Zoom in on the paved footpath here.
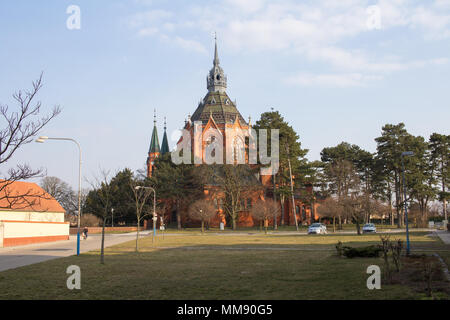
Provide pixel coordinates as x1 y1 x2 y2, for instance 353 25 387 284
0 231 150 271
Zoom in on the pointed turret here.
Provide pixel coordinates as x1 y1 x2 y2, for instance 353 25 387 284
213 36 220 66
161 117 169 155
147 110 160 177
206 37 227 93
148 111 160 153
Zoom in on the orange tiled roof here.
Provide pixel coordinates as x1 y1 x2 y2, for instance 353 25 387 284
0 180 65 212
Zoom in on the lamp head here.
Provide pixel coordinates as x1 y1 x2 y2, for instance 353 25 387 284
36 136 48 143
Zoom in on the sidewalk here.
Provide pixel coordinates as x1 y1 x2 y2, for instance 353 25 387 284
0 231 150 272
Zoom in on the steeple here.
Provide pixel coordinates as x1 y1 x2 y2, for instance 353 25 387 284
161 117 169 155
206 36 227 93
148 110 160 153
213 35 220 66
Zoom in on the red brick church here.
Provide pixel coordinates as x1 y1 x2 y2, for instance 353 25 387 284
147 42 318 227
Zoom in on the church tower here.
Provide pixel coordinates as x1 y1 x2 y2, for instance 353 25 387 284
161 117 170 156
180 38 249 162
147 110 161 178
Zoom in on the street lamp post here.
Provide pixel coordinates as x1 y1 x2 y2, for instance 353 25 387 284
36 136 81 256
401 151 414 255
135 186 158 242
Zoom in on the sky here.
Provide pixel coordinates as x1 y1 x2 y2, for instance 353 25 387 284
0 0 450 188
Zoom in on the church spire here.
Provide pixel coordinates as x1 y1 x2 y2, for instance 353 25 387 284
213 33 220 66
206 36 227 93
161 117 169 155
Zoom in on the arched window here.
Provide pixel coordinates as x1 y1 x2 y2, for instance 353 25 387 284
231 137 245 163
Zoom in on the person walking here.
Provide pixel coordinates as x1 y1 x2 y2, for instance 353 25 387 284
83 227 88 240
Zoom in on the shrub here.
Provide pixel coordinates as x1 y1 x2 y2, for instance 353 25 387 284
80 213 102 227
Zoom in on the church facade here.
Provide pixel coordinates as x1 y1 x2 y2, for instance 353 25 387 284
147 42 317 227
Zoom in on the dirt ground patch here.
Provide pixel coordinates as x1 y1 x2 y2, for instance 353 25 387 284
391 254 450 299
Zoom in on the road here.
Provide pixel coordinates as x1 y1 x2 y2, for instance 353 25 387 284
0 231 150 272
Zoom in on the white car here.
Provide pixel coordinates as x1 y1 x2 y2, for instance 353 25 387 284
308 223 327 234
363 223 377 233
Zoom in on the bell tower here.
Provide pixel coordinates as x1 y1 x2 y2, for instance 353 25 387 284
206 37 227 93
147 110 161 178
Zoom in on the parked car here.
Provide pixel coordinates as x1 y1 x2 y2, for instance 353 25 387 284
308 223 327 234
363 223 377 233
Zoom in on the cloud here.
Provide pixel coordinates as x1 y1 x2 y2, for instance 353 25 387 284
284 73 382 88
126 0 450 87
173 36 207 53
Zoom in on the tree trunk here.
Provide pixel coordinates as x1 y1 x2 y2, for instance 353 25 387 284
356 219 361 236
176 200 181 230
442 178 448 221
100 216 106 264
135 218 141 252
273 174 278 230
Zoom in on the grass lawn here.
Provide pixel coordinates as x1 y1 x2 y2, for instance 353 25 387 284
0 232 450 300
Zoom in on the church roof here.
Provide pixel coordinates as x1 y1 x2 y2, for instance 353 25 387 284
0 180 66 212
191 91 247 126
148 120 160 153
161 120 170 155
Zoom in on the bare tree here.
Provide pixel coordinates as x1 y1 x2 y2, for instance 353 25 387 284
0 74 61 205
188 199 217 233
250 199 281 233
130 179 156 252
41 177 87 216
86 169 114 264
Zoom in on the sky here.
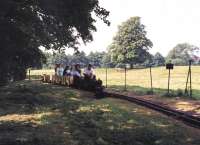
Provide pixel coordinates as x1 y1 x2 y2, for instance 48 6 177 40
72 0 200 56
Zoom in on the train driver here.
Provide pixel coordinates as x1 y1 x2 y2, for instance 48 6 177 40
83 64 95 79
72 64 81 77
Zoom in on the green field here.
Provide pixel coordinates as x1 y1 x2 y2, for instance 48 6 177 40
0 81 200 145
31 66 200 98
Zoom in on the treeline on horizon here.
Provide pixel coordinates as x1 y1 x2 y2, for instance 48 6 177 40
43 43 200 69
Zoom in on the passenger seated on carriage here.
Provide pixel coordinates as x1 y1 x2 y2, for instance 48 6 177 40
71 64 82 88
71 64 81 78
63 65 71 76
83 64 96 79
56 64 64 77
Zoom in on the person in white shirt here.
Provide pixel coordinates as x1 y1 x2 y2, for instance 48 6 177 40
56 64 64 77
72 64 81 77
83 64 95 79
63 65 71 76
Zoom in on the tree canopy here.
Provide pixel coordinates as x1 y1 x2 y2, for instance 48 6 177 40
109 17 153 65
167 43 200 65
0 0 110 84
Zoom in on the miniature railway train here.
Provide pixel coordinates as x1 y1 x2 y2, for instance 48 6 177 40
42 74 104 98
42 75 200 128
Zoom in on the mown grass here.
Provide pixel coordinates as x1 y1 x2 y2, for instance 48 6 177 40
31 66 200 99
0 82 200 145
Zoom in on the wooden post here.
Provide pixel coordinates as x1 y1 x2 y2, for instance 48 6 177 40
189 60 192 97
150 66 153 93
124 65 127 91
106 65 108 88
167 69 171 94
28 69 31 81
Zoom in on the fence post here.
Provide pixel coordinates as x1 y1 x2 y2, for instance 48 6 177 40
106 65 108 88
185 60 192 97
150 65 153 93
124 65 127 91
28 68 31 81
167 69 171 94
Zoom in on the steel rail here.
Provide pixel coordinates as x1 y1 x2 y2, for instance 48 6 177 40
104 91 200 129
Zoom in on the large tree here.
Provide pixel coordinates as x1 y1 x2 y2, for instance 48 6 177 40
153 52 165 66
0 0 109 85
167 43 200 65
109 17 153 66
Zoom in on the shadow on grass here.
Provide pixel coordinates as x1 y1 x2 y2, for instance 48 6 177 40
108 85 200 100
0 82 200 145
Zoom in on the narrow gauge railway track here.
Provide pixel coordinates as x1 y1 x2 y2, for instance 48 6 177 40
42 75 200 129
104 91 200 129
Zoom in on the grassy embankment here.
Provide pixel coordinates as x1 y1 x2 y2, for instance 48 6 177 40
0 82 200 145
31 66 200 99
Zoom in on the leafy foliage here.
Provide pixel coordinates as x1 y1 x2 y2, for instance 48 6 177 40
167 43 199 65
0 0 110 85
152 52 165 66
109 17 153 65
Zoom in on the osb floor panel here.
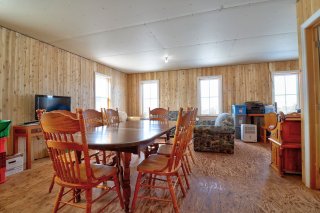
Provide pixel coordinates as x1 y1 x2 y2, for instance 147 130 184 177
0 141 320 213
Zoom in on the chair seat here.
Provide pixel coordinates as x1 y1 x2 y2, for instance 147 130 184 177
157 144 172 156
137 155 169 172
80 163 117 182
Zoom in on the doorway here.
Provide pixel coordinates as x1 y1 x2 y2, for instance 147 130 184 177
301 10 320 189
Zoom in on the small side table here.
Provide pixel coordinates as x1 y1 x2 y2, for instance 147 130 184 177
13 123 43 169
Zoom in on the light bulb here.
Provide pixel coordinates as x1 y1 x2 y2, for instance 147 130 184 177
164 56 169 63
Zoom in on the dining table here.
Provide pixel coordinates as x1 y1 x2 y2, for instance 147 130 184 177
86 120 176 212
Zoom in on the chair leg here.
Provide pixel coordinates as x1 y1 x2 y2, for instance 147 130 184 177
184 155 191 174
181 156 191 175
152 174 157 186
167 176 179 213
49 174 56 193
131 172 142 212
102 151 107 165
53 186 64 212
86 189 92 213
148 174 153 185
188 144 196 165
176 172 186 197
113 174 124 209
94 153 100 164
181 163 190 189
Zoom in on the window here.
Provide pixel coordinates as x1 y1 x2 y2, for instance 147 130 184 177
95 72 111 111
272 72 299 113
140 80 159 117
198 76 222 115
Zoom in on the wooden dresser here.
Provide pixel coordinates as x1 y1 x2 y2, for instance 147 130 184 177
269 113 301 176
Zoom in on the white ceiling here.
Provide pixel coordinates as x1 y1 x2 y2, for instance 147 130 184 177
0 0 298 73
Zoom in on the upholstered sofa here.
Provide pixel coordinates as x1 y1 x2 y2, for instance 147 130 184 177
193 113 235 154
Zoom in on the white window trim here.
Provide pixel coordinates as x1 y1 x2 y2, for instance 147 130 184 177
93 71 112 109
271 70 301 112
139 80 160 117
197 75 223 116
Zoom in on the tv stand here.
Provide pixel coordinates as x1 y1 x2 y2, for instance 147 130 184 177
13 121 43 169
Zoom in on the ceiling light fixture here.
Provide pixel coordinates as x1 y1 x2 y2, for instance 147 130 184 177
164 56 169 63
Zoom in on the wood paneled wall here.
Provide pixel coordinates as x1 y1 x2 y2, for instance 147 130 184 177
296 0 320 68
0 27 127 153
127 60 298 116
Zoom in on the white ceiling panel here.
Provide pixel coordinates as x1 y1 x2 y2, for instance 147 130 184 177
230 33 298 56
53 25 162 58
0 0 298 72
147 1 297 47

......

- Required task
Duplicate the lines of the listing above, from the line containing "Zoom in on the steeple here." through the line containing "0 0 450 188", both included.

- Task result
Zoom in on the steeple here.
Provide pixel coordinates as x1 y1 x2 y2, for instance 353 25 387 284
161 117 169 155
206 36 227 93
148 110 160 153
213 35 220 66
Zoom in on the red brick church here.
Provide pixel coordinates as x1 y1 x2 y2, for instance 353 25 387 284
147 42 318 227
Zoom in on the church tower here.
Provide pixel coordinates as x1 y1 x2 y2, for instance 353 25 387 284
161 117 170 156
180 38 249 162
147 110 161 178
Zoom in on the street lamp post here.
Provide pixel coordinates as x1 y1 x2 y2, for instance 353 25 387 284
36 136 81 256
401 151 414 255
135 186 158 242
Zoom in on the sky here.
Provide pixel coordinates as x1 y1 x2 y2, for instance 353 25 387 284
0 0 450 188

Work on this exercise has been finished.